━━━━━ Provided material ━━━━━

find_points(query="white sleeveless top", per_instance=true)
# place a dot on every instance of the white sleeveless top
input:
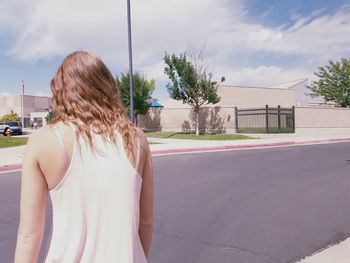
(96, 206)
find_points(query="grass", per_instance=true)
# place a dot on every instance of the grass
(263, 130)
(6, 142)
(192, 136)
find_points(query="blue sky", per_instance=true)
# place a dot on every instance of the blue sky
(249, 42)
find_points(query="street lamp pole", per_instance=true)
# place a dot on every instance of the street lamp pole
(130, 66)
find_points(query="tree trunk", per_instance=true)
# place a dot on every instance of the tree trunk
(197, 122)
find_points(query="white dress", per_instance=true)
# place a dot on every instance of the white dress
(96, 207)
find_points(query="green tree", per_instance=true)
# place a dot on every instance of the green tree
(12, 116)
(191, 81)
(51, 115)
(143, 90)
(333, 82)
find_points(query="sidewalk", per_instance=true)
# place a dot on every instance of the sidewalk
(13, 156)
(339, 253)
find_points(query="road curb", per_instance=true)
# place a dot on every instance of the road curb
(11, 167)
(246, 147)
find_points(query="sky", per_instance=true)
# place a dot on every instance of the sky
(250, 42)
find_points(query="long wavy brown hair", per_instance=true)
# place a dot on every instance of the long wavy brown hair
(85, 93)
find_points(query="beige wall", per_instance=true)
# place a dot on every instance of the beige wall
(211, 119)
(31, 104)
(176, 116)
(318, 122)
(322, 117)
(250, 97)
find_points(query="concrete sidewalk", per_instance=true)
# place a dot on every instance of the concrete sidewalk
(339, 253)
(13, 156)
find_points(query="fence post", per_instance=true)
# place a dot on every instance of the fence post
(293, 110)
(267, 118)
(236, 120)
(279, 118)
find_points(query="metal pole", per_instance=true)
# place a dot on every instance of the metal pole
(22, 103)
(236, 120)
(293, 112)
(279, 118)
(267, 118)
(131, 74)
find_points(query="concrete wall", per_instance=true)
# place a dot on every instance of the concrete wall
(250, 97)
(211, 119)
(31, 104)
(322, 121)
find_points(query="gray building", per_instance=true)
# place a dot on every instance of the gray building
(31, 104)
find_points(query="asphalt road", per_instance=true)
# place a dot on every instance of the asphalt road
(250, 206)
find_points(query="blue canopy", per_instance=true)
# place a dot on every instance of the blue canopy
(156, 104)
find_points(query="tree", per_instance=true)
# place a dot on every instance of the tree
(12, 116)
(191, 80)
(143, 90)
(51, 115)
(333, 83)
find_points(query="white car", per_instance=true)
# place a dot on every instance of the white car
(3, 127)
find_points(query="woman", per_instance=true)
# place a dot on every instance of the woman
(97, 168)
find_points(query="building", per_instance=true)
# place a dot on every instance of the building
(177, 116)
(31, 104)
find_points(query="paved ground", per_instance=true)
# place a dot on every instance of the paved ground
(268, 205)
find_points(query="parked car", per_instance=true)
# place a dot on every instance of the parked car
(14, 126)
(2, 128)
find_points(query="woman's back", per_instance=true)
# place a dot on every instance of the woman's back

━━━━━

=== Requirement ===
Copy the whole of the material above exactly, but not its images.

=== Right answer ===
find_points(query="white sleeveless top", per_instance=true)
# place a dot on every instance of the white sleeveless top
input:
(96, 206)
find_points(query="grass", per_instance=true)
# place a dot on every instance of the grass
(263, 130)
(6, 142)
(192, 136)
find_points(query="blue sky", per_instance=true)
# place a dot on every instance of the blue sky
(249, 42)
find_points(query="street lamp pole", per_instance=true)
# place a dot on every instance of the street lamp pole
(130, 66)
find_points(query="tree trunk", per_instance=true)
# place a dot on every instance of the tree trunk
(197, 122)
find_points(query="white dress", per_instance=true)
# place a dot on every instance of the white dress
(96, 207)
find_points(query="green tree", per_instance=true)
# place a dot on every instance of the green tree
(12, 116)
(191, 81)
(51, 115)
(143, 90)
(333, 82)
find_points(query="sidewalk", per_instance=true)
# place a dot on every instance of the sidewalk
(13, 156)
(339, 253)
find_points(query="road curb", per_instance=true)
# place a dot on every instance of the road curb
(11, 167)
(246, 147)
find_points(query="sky", per_instance=true)
# place a dot on every instance of the sky
(250, 42)
find_points(query="long wavy brown hair", per_instance=true)
# place a dot on every instance of the long wavy brown hair
(85, 93)
find_points(query="beige wall", per_instance=true)
# place a dot on every instance of the beige wall
(211, 119)
(31, 104)
(176, 116)
(318, 122)
(322, 117)
(250, 97)
find_points(query="concrete sidewalk", per_instance=true)
# place a dot on every instance of the concrete sidewalk
(339, 253)
(13, 156)
find_points(query="fence post", per_instance=true)
# place a dot on every instance of the fence post
(293, 110)
(267, 118)
(236, 120)
(279, 118)
find_points(query="metal pole", per_instance=true)
# place a dot on every instance of the metal pole
(22, 103)
(236, 120)
(293, 112)
(279, 118)
(267, 118)
(131, 74)
find_points(query="concrete wall", per_instance=true)
# place a dot on every instance of the concrete wall
(250, 97)
(211, 119)
(31, 104)
(322, 121)
find_points(query="gray building", per_instance=true)
# place a dot on every instance of the gray building
(31, 104)
find_points(query="asphalt road", per_instance=true)
# place a dot on every instance of the asphalt road
(250, 206)
find_points(query="blue canopy", per_instance=true)
# place a dot on every instance of the blue canopy
(156, 104)
find_points(query="tree", per_instance=true)
# place a dot on every instance of the tree
(12, 116)
(191, 80)
(143, 90)
(51, 115)
(333, 83)
find_points(query="white car", per_instance=true)
# place a dot on every instance of the white car
(3, 127)
find_points(query="woman", per_instance=true)
# place a dot on every instance of the woman
(97, 168)
find_points(query="building", per_instance=true)
# place a dot on every instance of the building
(177, 116)
(31, 104)
find_points(query="paved ground", per_instance=true)
# place a dot on every instance of the paved ground
(268, 205)
find_points(query="parked car", per_instance=true)
# place a dot on every instance of the parked car
(14, 126)
(2, 128)
find_points(query="woman's back", per_instance=true)
# place a dot on every instance of the woman's back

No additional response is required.